_What is required:_
Reproduce all of the data exactly.

Start of Supplied entries

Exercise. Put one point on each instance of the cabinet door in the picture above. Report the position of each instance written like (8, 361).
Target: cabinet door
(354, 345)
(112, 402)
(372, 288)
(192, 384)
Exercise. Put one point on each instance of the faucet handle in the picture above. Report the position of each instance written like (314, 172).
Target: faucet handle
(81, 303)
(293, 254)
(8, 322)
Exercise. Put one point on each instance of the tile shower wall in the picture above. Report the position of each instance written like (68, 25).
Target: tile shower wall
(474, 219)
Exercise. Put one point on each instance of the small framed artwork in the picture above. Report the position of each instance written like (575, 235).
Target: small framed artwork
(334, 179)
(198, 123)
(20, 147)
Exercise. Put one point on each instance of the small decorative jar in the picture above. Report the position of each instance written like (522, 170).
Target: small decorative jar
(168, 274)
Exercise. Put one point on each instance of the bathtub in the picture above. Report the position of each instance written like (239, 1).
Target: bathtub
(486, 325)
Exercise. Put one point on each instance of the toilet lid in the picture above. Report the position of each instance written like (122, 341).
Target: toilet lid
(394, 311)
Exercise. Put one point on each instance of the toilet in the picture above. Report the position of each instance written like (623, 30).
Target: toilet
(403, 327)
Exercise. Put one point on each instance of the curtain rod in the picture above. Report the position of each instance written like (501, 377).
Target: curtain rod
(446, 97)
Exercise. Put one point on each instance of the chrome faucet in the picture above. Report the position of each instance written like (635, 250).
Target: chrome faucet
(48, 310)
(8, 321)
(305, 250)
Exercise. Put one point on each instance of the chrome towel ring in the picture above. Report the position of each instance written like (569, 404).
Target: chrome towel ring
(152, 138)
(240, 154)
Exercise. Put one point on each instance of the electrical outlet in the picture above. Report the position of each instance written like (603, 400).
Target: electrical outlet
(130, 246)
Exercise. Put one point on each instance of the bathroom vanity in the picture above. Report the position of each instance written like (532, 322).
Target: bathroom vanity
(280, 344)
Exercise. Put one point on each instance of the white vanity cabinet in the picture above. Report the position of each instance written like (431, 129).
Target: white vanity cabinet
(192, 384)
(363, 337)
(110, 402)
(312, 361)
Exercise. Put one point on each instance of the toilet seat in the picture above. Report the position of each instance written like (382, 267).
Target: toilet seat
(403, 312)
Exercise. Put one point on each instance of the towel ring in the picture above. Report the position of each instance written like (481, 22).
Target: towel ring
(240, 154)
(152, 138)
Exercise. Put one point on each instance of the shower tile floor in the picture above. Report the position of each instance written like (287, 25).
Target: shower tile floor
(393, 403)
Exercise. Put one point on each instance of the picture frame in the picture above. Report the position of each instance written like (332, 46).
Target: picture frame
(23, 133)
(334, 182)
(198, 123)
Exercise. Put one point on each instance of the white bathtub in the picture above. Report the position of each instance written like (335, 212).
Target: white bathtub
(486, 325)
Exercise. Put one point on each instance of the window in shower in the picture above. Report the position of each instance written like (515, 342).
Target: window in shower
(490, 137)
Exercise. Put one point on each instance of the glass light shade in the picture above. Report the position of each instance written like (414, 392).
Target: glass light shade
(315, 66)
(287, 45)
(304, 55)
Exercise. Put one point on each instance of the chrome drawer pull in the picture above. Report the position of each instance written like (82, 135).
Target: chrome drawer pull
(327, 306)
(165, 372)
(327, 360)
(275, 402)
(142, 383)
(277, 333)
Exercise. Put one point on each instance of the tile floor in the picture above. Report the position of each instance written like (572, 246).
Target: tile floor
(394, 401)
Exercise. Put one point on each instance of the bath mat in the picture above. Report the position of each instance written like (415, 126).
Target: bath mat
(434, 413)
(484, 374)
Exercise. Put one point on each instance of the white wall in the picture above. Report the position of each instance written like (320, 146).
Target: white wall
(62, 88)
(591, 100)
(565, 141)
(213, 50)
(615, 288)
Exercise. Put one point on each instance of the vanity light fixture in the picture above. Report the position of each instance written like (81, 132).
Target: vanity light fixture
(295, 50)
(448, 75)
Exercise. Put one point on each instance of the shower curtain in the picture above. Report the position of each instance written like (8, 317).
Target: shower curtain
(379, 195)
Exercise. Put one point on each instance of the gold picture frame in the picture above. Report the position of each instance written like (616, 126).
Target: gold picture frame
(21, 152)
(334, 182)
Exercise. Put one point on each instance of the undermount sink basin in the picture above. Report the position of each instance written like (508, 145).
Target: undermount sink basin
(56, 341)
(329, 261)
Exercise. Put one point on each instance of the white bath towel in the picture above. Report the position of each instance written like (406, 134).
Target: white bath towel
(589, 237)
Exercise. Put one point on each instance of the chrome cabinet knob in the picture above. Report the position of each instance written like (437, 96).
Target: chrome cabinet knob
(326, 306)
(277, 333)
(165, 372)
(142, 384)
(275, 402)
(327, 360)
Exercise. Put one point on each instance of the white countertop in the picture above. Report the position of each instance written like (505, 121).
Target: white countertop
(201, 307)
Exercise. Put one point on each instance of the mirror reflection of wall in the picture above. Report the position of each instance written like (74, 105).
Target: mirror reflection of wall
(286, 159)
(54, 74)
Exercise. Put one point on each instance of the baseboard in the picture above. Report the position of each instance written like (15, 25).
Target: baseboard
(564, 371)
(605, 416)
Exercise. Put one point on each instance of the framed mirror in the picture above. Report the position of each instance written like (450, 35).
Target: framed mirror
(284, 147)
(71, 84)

End of Supplied entries

_Exercise output:_
Exercise. Put one point on each instance of the cabinet door in the picture above. Report the position of each instance written like (8, 361).
Target: cabinet door
(354, 345)
(112, 402)
(372, 288)
(192, 384)
Exercise. Put one point on each instance of the faucet handle in the picture above. Report the position of each instance written like (314, 172).
Target: faucet handle
(81, 303)
(293, 254)
(8, 322)
Exercise. Put one point on each instance of the tile shower wall in the picture above. Report the position of each instance written like (68, 25).
Target: tile shower wall
(474, 219)
Exercise. Put one point on each instance of the small framed artwork in the picture above. Report the position of each instance written like (575, 235).
Target: small framed artwork
(334, 179)
(198, 123)
(20, 147)
Exercise. Put one point on each instance of the small decorative jar in the picture above. Report the position of each instance written like (522, 170).
Target: small decorative jar
(168, 274)
Exercise. Put one point on each instance of the bathtub in the picture above. Report the position of each instance written like (239, 1).
Target: bathtub
(486, 325)
Exercise. Put one point on each instance of the toilet lid in the picture above. Report the position of each instance written like (122, 341).
Target: toilet lid
(394, 311)
Exercise. Put one point on each instance of the toilet in the picture above. Report the position of each instance written like (623, 30).
Target: toilet
(403, 327)
Exercise. Put one point on each instance of the curtain rod in the picture above. Report the position of each instance written like (501, 377).
Target: curtain rod
(446, 97)
Exercise. Put one point on each instance of the chrome faucet in the picture above. Report the position of each instance written like (635, 250).
Target: chrome faucet
(48, 310)
(8, 321)
(305, 250)
Exercise. Put one point on each instance of the chrome towel ring in the picture above. Report the position of each instance written like (569, 404).
Target: chrome towel ring
(152, 138)
(240, 154)
Exercise. Put one point on each instance of the electrical outlet in the picture above. Report the position of each instance written like (603, 400).
Target: electrical outlet
(130, 246)
Exercise. Put one point on each instance of the bathroom vanity in the picture above. Report the position of each instance written like (532, 322).
Target: bathroom vanity
(280, 344)
Exercise. Put one point on each instance of the white vanity cabinet in the picture above. Report the position of each instance written like (431, 129).
Target: white vanity cabinet
(192, 384)
(363, 337)
(110, 402)
(312, 361)
Exercise. Put one point on each instance of the toilet seat in the picture above. Report the position of each instance written like (382, 267).
Target: toilet seat
(403, 312)
Exercise. Put one point on each instance of the towel ring in the picture above. Report the position of each instance written like (481, 22).
Target: towel ring
(240, 154)
(152, 138)
Exercise. Put one point on each instance of the shower tile floor in the picture above. Report the position of each instance written like (287, 25).
Target: shower tile floor
(393, 403)
Exercise. Put one point on each instance of the picture frame in the picture above. Report the position of each instance written like (332, 46).
Target: picture frame
(23, 133)
(334, 182)
(198, 123)
Exercise. Put one point on each instance of the white bathtub in the picture above. Report the position of each instance written like (335, 212).
Target: white bathtub
(486, 325)
Exercise. Put one point on each instance of the window in shower in the picture above. Report the position of each instance written like (515, 342).
Target: window in shower
(490, 137)
Exercise. Put one point on each instance of the glass light shade in the picture above. Report the position of each instance written like (414, 392).
Target: glass light shade
(315, 66)
(287, 45)
(304, 55)
Exercise. Put one point on each instance of the chrome drawer pull in the picture above. Report the position of each instance written like (82, 135).
Target: chrome drawer pull
(327, 306)
(165, 372)
(327, 360)
(275, 402)
(142, 383)
(277, 333)
Exercise. Put one point on each instance of the tile floor in the picture above. Report the position of each instance written like (572, 246).
Target: tile floor
(394, 401)
Exercise. Put one point on each instance of the bath mat in the picture above. Report the position of each instance written like (415, 126).
Target: bath mat
(434, 413)
(484, 374)
Exercise. Put one point on each instance of the white wall in the picture above. Report the position of each instance written like (320, 146).
Target: white wall
(62, 88)
(591, 100)
(565, 141)
(213, 50)
(615, 288)
Exercise. Put one point on each instance of the vanity light fixture in the picture above. Report the position of each instance written like (81, 132).
Target: vanity light fixture
(295, 50)
(448, 75)
Exercise. Put one point on each instance of the shower curtain in the picture above. Report the position of each instance written like (8, 317).
Target: shower curtain
(379, 195)
Exercise. Put one point on each instance of the gold picture frame in the picture above. Report the position of each instance written like (616, 126).
Target: gold picture frame
(21, 152)
(334, 182)
Exercise. Put one point on each instance of the undermount sink basin in the picture above. Report the position of each instance written like (508, 145).
Target: undermount sink basin
(56, 341)
(329, 261)
Exercise. Put one point on each instance of the white bath towel in the picture above. Report the position of each instance written like (406, 134).
Target: white bath towel
(589, 237)
Exercise. Put one point on each instance of the chrome cabinet knob in the picture above. Report the position of each instance written like (437, 96).
Target: chrome cabinet knob
(326, 306)
(277, 333)
(165, 372)
(142, 384)
(275, 402)
(327, 360)
Exercise. Put one point on each instance of the white countertop in the picture above. Report the position of each instance written like (505, 121).
Target: white countertop
(201, 307)
Exercise. Put one point on each instance of the mirror reflection of wall in the picture above. Report the position of each instance written like (74, 105).
Target: mirror reflection of wall
(286, 159)
(54, 74)
Exercise. Put one point on each instance of the baseboard in the picture above. Report the position of each instance written like (15, 25).
Target: baseboard
(564, 371)
(605, 416)
Exercise. Put one point on each instance of the framed mirror in the picture above. Report the position of each instance written like (450, 35).
Target: framed mirror
(284, 147)
(71, 84)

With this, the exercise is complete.